— begin PAGE EXTRACT —
Boris Johnson - Credit: PA

To read the papers at the moment is to watch the concept of truth decompose in front of your eyes. The debate over the Withdrawal Agreement is the kind of thing which makes you question your sanity.

We’re told that the document is intolerable. It’s the result of European “dirty tactics”, according to the Sun’s political editor. It “never made sense”, according to the front page of the Daily Telegraph. The government says it is a threat to British sovereignty and that it has to trash it – to knowingly break a treaty it only just signed.

But just a few months ago we were told this was an “oven-ready deal”. When Boris Johnson signed it, he said it was a “fantastic moment” for the country. He repeatedly insisted that the deal entailed “no checks for stuff being exported from NI to GB” – the very fact which he now says warrants his attempt to undermine it.

He spent an entire election campaign urging people to support it. The great phalanx of pro-Brexit commentators united to defend it and smear the motivations of those who raised objections to it.

There are two interpretations to this. The first is that the government is so inept it signs legal documents it does not understand. The second is that it is so cynical it signs legal documents it does not intend to uphold. In either case, it turns the UK into an international basket-case, a country which simply cannot be trusted to stick to its word.

But the most important element of what is happening is not about strategy. It is about psychology.
— end PAGE EXTRACT —
— begin ROWS —
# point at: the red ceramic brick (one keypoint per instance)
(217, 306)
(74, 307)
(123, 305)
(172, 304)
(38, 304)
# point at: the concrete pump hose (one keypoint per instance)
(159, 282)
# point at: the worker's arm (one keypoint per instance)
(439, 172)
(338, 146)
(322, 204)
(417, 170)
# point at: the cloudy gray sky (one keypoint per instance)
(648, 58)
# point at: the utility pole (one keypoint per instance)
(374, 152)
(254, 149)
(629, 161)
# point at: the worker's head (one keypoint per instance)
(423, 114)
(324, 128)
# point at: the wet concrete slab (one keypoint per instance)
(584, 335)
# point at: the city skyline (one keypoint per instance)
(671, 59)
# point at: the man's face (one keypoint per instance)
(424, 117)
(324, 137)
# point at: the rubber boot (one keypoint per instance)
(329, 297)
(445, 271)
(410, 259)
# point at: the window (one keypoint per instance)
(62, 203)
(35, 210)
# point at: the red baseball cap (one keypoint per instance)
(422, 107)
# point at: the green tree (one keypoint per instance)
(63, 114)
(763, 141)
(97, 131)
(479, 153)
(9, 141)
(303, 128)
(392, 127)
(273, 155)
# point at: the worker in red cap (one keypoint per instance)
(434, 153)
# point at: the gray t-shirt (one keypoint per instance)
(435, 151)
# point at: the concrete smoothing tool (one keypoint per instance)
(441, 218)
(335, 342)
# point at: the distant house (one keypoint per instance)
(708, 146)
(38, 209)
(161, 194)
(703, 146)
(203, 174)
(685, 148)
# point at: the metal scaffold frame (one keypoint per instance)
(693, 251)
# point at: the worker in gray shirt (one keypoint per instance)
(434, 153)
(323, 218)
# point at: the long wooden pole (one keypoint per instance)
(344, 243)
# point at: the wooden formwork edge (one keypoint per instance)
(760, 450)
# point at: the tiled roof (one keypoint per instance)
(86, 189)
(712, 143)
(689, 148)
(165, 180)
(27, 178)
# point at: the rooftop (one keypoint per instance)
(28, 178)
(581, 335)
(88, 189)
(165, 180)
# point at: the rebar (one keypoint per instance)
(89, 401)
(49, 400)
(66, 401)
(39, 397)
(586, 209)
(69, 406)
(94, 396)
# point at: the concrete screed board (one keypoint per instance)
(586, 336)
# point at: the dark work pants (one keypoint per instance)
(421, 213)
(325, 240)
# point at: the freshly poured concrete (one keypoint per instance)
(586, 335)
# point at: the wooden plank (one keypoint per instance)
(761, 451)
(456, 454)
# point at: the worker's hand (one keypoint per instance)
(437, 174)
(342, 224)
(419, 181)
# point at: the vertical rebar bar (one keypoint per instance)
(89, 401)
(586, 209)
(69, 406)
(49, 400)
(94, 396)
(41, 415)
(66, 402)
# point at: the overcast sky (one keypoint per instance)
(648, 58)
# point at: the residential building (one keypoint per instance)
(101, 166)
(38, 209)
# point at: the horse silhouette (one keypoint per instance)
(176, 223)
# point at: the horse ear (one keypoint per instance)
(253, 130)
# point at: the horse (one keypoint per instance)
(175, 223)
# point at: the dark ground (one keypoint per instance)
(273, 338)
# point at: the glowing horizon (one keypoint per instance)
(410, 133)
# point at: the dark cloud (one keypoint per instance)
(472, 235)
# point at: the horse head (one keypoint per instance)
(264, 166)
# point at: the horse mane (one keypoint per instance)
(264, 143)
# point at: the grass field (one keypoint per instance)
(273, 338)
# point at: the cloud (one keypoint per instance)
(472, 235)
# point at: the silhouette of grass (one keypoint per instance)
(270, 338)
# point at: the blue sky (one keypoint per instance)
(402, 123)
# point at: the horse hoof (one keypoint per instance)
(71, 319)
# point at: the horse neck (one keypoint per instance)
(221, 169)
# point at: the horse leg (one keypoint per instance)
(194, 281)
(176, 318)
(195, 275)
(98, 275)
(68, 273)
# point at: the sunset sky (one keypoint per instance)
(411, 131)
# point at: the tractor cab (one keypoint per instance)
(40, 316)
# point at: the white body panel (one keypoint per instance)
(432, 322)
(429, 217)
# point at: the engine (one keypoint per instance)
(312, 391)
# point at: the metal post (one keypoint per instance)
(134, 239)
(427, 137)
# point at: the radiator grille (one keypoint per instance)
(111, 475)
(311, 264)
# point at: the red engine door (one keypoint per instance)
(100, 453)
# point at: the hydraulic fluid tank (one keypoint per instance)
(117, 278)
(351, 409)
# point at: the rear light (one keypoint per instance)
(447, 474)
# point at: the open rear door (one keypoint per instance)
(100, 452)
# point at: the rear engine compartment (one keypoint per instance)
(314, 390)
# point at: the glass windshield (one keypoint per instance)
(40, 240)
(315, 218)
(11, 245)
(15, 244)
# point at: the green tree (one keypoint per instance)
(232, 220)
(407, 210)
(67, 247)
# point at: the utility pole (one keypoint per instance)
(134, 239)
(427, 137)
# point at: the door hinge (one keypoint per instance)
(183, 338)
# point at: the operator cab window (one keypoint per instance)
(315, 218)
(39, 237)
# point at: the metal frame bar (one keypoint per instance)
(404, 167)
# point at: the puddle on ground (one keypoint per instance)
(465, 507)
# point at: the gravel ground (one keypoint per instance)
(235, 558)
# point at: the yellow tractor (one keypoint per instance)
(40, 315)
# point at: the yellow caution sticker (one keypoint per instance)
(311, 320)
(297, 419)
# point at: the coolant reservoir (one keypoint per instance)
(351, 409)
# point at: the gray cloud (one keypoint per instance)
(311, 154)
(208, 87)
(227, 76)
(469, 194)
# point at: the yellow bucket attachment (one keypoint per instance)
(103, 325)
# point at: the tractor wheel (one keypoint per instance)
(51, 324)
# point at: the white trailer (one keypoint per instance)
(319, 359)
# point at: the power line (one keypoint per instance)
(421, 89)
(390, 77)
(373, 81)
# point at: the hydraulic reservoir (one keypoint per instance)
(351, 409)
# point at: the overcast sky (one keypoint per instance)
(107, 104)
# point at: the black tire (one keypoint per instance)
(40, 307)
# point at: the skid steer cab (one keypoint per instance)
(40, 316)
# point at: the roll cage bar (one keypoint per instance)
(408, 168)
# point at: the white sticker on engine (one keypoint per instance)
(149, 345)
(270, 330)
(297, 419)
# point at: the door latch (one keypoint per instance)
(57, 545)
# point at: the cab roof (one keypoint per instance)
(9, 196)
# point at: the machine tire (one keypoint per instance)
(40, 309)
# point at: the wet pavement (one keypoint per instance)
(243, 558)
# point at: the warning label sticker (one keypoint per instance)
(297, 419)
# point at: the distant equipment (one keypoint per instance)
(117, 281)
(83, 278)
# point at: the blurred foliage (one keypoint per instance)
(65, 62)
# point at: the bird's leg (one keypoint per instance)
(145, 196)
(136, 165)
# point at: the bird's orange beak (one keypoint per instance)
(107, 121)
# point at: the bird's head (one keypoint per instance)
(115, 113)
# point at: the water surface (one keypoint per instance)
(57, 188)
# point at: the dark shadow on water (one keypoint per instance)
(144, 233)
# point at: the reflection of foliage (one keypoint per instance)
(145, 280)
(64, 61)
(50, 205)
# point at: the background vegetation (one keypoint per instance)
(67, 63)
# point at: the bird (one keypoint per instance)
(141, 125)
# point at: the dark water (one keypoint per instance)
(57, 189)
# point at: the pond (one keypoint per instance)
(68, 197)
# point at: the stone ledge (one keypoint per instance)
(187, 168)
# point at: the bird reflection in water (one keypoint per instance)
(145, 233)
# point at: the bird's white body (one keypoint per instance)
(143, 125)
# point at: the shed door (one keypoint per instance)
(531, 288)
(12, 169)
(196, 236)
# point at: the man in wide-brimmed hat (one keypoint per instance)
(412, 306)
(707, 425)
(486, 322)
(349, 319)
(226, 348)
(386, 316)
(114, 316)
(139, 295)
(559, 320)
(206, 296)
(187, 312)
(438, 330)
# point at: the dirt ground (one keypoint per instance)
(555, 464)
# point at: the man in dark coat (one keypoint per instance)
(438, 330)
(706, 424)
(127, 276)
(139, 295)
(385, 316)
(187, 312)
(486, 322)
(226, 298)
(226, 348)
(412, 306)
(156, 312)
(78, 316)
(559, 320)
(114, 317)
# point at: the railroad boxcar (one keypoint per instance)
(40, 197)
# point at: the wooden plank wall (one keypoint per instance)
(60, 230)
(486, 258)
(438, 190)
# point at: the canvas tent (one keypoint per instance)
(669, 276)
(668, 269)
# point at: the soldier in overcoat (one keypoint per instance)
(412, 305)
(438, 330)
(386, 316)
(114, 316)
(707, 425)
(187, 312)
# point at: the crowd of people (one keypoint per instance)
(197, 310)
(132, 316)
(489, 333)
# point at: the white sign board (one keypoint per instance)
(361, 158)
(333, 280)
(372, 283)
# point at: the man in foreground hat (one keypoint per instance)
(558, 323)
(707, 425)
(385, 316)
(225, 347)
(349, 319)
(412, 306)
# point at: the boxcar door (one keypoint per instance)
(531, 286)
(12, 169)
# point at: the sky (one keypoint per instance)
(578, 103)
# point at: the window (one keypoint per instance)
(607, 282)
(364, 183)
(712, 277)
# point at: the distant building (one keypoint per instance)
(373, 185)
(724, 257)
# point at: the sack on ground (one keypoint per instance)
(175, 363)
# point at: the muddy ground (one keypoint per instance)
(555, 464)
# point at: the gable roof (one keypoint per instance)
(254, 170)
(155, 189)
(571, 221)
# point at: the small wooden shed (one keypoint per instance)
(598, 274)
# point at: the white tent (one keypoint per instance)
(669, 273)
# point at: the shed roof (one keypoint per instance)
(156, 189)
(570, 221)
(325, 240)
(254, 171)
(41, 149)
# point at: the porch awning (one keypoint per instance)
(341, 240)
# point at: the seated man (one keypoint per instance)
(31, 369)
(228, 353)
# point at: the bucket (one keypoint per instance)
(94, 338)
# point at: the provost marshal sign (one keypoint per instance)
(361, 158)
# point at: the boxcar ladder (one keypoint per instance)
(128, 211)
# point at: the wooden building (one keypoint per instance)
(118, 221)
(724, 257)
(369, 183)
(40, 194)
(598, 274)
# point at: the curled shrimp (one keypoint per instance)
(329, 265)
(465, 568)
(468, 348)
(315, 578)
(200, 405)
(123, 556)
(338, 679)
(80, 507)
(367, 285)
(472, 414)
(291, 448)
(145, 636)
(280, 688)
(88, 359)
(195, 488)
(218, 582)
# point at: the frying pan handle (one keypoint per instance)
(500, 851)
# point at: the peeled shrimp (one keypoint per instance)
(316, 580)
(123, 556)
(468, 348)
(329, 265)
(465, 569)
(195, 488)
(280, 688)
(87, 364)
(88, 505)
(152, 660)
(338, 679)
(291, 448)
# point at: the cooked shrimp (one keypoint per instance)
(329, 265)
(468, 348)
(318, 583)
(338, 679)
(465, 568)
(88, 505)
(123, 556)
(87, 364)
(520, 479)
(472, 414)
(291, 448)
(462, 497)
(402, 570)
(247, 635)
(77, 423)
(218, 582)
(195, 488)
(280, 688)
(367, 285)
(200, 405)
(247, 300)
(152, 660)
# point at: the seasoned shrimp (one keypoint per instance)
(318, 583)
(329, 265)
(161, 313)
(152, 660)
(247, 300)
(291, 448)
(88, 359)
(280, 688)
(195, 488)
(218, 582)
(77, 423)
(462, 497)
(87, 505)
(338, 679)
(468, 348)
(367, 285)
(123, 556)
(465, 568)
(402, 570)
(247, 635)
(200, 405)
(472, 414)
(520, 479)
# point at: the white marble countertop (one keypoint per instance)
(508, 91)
— end ROWS —
__WHAT YOU HAVE TO DO__
Extend the commentary on the Withdrawal Agreement, beginning after its final sentence.

__EXERCISE OUTPUT__
It is extraordinary to watch people – politicians, journalists, online commentators – turn 180 degrees so suddenly, seemingly without any awareness that they are contradicting themselves.

The very same people who just weeks ago were loudly proclaiming how wonderful the deal was are now stressing how terrible it is and they don’t appear to even recognise that their position has changed. This is what it makes it feel as if you’re going mad – having people say one thing and then another without acknowledging the switch.

This psychological phenomenon isn’t happening by chance. It isn’t some sudden deterioration in the standard of our debate or our capacity for memory. It is the result of a political project.

The notion of objective truth has been downgraded throughout Brexit, from the purposefully false statements in the referendum campaign to the turgid years of nonsense about WTO-deals and frictionless borders in the period which followed. Dominic Cummings and Johnson operate on the basis of made-up narratives in place of reality.

Britain isn’t unique in going through this. The rejection of truth as a core value in political debate is one of the chief qualities of nationalist governments. It allows them to portray their failures as victories. It means they can avoid scrutiny. It expands their power.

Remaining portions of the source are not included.